─── Data ───

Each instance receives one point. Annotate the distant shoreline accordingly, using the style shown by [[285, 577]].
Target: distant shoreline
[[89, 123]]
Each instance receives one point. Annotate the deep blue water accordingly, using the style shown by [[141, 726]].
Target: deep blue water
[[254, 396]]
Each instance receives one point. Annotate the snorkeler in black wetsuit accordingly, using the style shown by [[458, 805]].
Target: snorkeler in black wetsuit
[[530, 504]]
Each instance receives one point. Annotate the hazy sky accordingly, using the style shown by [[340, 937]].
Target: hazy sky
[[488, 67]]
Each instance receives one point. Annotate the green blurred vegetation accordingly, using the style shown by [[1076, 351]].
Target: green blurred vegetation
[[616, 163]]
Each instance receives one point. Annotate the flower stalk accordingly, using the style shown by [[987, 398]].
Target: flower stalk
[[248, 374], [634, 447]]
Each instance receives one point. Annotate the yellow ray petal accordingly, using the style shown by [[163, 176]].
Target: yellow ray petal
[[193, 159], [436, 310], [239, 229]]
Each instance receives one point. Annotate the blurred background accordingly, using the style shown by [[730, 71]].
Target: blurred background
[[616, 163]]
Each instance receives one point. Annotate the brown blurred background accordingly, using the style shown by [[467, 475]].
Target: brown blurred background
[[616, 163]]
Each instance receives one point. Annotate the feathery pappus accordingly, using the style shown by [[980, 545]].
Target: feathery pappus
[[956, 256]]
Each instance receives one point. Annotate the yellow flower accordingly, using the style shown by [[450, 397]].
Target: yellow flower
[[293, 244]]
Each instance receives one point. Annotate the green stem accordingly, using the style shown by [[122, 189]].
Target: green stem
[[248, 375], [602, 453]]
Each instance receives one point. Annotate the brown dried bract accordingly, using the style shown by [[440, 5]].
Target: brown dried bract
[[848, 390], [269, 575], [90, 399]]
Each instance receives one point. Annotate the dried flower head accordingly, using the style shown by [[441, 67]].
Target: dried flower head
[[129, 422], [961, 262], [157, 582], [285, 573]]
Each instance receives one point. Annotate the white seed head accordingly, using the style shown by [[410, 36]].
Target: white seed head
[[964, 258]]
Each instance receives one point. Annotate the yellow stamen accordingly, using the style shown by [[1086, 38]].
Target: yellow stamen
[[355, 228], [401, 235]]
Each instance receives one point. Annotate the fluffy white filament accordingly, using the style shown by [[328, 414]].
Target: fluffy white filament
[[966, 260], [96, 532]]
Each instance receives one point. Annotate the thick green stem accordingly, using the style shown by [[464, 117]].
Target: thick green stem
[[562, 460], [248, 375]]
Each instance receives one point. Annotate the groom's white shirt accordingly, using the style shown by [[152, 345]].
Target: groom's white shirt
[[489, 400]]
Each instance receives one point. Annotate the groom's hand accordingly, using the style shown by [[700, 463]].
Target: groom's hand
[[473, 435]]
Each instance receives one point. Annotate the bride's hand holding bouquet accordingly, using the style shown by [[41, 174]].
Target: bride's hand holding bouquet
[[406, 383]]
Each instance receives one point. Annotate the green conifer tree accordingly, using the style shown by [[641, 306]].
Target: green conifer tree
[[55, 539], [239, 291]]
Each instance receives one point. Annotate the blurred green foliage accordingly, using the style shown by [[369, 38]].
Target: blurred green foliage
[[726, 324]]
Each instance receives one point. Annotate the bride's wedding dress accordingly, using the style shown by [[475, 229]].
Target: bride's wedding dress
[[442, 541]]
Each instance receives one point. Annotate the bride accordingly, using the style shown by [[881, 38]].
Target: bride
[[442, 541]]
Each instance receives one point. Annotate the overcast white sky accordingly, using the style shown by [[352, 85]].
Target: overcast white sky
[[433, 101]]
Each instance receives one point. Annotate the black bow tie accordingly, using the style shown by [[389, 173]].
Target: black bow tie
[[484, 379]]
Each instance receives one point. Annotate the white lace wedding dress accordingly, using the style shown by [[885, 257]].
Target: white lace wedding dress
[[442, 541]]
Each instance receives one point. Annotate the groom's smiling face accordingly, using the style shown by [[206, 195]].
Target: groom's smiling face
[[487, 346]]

───

What needs to be done: Copy out the full listing exactly.

Response:
Each instance receives one point. Annotate the distant shoreline accordingly, using the style shown by [[285, 577]].
Target: distant shoreline
[[89, 123]]
Each instance receives one point. Annotate the deep blue water accordingly, using the style shown by [[141, 726]].
Target: deep blue water
[[254, 396]]
Each instance receives one point. Annotate the snorkeler in black wetsuit accordingly, using the style shown by [[458, 805]].
Target: snorkeler in black wetsuit
[[530, 504]]
Each instance receives one point. Annotate the hazy sky accordingly, using the style shown by [[340, 937]].
Target: hazy sky
[[488, 67]]
Each instance receives one point. Annotate the green blurred vegetation accordingly, using the style shown by [[1076, 351]].
Target: green blurred vegetation
[[616, 163]]
Each instance receives one point. Annotate the flower stalk accordingly, using the style shown by [[987, 398]].
Target: flower stalk
[[248, 374], [634, 447]]
Each instance receives one point. Annotate the yellow ray petal accordingly, using the style shown by [[163, 176]].
Target: yellow ray petal
[[193, 159], [436, 310], [239, 229]]
Each instance receives one point. Annotate the blurred background accordingly, using the style shown by [[730, 71]].
Target: blurred background
[[616, 163]]
Each instance receives one point. Annotate the brown blurred background accordingly, using the style shown by [[467, 475]].
Target: brown blurred background
[[616, 163]]
Each instance receives one point. Annotate the feathery pappus accordingly, using the style shown by [[980, 545]].
Target: feathery pappus
[[956, 256]]
Each instance receives one point. Annotate the yellow flower accordingly, using the style shown by [[450, 397]].
Target: yellow flower
[[293, 244]]
Each instance receives one point. Annotate the green stem accordingly, using the style shown by [[122, 189]].
Target: green stem
[[248, 375], [602, 453]]
Each instance receives one point. Annotate the brown dried bract accordingly, using the style shown by [[440, 5]].
Target: brown dried bract
[[848, 390], [269, 575], [90, 399]]
Each instance receives one point. Annotate the dried flower head accordingly, using the style shown by [[441, 67]].
Target: dried flower head
[[129, 422], [961, 262], [157, 582], [285, 573]]
Each instance receives one point. Annotate the white seed head accordingly, using the style shown by [[410, 36]].
Target: white seed head
[[964, 258]]
Each instance receives one point. Annotate the yellow stamen accordingly, using the style shown by [[1086, 38]].
Target: yellow stamen
[[355, 228], [401, 235]]
Each instance receives one point. Annotate the fluffy white filament accordingly, using the style shown by [[328, 414]].
Target: fluffy white filament
[[966, 260], [96, 532]]
Each instance receives one point. Annotate the thick green stem accordingly, using the style shown by [[464, 117]].
Target: thick green stem
[[562, 460], [248, 375]]
Each instance receives one point. Annotate the groom's white shirt accordingly, using the style shown by [[152, 345]].
Target: groom's white shirt
[[489, 400]]
Each instance receives one point. Annotate the groom's hand accordingly, using the style shown by [[700, 463]].
Target: groom's hand
[[473, 435]]
Each instance receives one point. Annotate the bride's hand holding bouquet accordingly, using the style shown by [[41, 174]].
Target: bride's hand holding bouquet
[[406, 383]]
Each instance receives one point. Annotate the green conifer tree accordingly, using the style shown by [[641, 306]].
Target: green conifer tree
[[55, 539], [239, 291]]
Each instance receives one point. Annotate the blurred green foliage accordingly, using the style shown by [[369, 38]].
Target: blurred green foliage
[[726, 324]]
Each instance receives one point. Annotate the bride's wedding dress accordingly, using the style shown by [[475, 229]].
Target: bride's wedding dress
[[442, 541]]
Each instance receives one point. Annotate the bride accordingly, using the style shown by [[881, 38]].
Target: bride
[[442, 541]]
Each instance receives one point. Annotate the overcast white sky accordingly, using the style shown by [[352, 85]].
Target: overcast white sky
[[433, 101]]
Each instance receives one point. Annotate the black bow tie accordingly, using the style shown by [[389, 173]].
Target: black bow tie
[[484, 379]]
Each instance receives one point. Annotate the white lace wedding dress accordingly, using the style shown by [[885, 257]].
Target: white lace wedding dress
[[442, 541]]
Each instance receives one point. Annotate the groom's smiling face accordingly, using the style shown by [[206, 195]].
Target: groom's smiling face
[[487, 346]]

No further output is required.